**Your goal**:
Repeat every one of the entries below word for word, leaving out the pictures.

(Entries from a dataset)
>>>
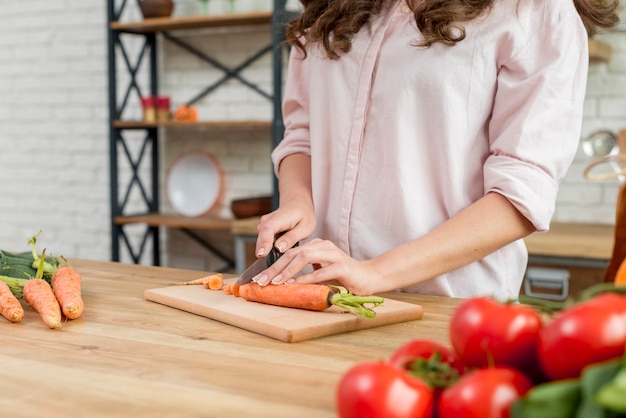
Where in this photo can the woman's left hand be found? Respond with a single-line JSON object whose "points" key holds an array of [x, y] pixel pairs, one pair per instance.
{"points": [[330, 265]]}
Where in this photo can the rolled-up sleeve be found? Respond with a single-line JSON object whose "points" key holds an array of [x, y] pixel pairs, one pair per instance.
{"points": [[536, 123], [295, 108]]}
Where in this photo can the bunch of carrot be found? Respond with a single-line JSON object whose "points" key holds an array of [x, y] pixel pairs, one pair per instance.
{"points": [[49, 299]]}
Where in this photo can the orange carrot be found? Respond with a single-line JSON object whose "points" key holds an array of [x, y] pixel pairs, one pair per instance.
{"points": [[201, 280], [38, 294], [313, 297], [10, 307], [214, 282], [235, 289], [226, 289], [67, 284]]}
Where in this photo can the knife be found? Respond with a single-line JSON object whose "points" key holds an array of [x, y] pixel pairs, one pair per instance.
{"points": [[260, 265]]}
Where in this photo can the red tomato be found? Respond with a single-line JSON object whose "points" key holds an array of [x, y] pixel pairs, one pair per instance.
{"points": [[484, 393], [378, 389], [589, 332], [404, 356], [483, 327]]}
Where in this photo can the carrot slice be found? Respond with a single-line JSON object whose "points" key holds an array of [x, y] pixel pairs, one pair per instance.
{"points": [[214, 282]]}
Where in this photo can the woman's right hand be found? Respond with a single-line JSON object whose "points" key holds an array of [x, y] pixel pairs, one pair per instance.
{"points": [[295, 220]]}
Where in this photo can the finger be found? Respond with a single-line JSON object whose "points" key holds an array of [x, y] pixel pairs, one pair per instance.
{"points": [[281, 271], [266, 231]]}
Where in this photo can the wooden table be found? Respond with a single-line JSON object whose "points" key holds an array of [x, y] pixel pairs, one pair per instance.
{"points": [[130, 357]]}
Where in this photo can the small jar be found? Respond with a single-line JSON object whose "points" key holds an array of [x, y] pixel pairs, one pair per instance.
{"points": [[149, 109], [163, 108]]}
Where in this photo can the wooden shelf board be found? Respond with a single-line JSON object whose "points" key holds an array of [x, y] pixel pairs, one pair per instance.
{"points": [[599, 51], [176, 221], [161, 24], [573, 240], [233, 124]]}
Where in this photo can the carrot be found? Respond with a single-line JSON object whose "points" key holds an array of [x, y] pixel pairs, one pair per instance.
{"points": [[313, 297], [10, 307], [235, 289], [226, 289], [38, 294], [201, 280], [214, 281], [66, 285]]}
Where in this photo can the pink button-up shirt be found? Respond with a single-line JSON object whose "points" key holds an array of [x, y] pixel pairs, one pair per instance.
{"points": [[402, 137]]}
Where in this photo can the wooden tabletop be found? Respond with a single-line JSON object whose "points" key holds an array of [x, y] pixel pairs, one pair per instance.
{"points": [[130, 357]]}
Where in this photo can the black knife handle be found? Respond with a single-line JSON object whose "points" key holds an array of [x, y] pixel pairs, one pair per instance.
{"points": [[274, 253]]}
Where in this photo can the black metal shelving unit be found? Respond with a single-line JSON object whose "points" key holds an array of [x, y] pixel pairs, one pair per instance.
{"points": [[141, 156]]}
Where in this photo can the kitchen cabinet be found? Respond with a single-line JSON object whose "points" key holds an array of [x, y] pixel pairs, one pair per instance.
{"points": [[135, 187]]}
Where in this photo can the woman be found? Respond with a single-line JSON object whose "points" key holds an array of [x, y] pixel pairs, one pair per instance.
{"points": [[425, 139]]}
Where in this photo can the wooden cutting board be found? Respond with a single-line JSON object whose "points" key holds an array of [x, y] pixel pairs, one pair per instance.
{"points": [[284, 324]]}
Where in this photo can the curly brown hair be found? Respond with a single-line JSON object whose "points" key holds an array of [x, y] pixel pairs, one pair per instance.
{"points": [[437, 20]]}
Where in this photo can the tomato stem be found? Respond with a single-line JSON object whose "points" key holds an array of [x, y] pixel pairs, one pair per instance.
<<<
**The response**:
Where in this photo can the woman's left hand be found? Respond with a single-line JSON object whose "points" key holds an array of [x, y] pixel pairs, one pair per instance.
{"points": [[330, 265]]}
Where in this photo can the rolled-up sleeve be found? Respond with a single-line JSON object whose "points" key holds an array of [x, y] pixel pairs, one pair per instance.
{"points": [[536, 123], [295, 108]]}
Where in this photo can the bunch of carrot be found? Respond with a single-line JSON object whose "points" key holds an array of [x, y] pixel pairs, one pair per instance.
{"points": [[49, 299]]}
Where in this photo can the orange carrot be found? Respond with a single-line JSON object whose "points" key holds an array of [x, y] pixel pairs, one pair per instance.
{"points": [[201, 280], [38, 294], [313, 297], [10, 307], [214, 282], [235, 289], [226, 289], [67, 284]]}
Where in this photo can the knife be found? Respond with a single-line JSON object whose "points" key holds an array of [x, y] pixel pairs, one pair per instance.
{"points": [[260, 265]]}
Where in this photo can the red tomato be found? Respond with a single-line JSON object whose "points" key holds an array of [x, y] pixel pairs, one pair per instance.
{"points": [[484, 393], [378, 389], [589, 332], [404, 356], [483, 327]]}
Where in this photo can the carrot slice be found? Respond with a single-line JSON object whose "points" key holds an array of [x, y] pixel pairs, one pair per instance.
{"points": [[214, 282]]}
Where in this photo can the woman's right hand be found? Respond with a single-line JSON object whose "points" key holds an array of [x, y] pixel pairs, one pair per instance.
{"points": [[295, 220]]}
Where in this photo can the finger be found? Respond with a single-line JSON object whose "points" key holds an array of [x, y] pixel pairs, one pair per instance.
{"points": [[281, 271], [266, 231]]}
Where in this photo can the wooden table be found? Respond with a single-line JSON object whose "points" key holds an array of [x, y] pixel pairs, one pair per instance.
{"points": [[130, 357]]}
Where in this photo can the small jar be found? Respond with a single-line JSON object whose "points" key holds an array of [x, y] pixel pairs, one pair per instance.
{"points": [[149, 109], [163, 108]]}
Where in this photo can the wooden shelf board be found? Respond with a single-line JSON object whose "points" key holds an array of [x, y] pixel pairs, one pair per instance.
{"points": [[599, 51], [176, 221], [161, 24], [573, 240], [233, 124]]}
Where in this photo can the carrot be found? Respond with a single-line JSON object whose "points" key holds an array of [x, y] pixel pairs, one pair per instance.
{"points": [[313, 297], [10, 307], [235, 289], [226, 289], [38, 294], [201, 280], [214, 281], [66, 285]]}
Where in this photo can the pink button-up shirt be found? Respond with a single-line JSON object whose "points" key holds an array of [x, y] pixel pairs, one pair per instance.
{"points": [[402, 137]]}
Where in this photo can the wooden tabletop be found? Respond with a single-line JSON object whose "points" key holds an array of [x, y] pixel pairs, one pair per instance.
{"points": [[130, 357]]}
Where in this photo can the black knife handle be found? Respond with a single-line JSON object whose "points" key holds an array of [x, y] pixel pairs, one pair per instance.
{"points": [[274, 253]]}
Where in this photo can the black metal shelving unit be found? Respond with a single-line JSON object whose "points" key holds an array of [x, y] pixel pairs, one pair per instance.
{"points": [[141, 156]]}
Where in this photo can the kitchen cabinet be found? Respond with a single-line JSON object whose "points" key holds an array of [x, y] pixel pairs, one pair per instance.
{"points": [[135, 187]]}
Where in this photo can the woman be found? Respond with a single-line JSON object whose "points" key holds an array of [x, y] pixel pairs, one pair per instance.
{"points": [[425, 139]]}
Where in this photo can the wooden cutting board be found? Respond with a single-line JSON object whose "points" key holds an array of [x, y] pixel pairs, one pair per instance.
{"points": [[284, 324]]}
Where in this photo can the curly brown hair be found? Respond with a single-line JSON object whose "points" key holds an array of [x, y] pixel pairs, one pair per instance.
{"points": [[437, 20]]}
Where in this photo can the tomato stem be found? Respond with a single-line JSON object whose "points" key holds an array of [x, y] pixel pairs, one pair per instance.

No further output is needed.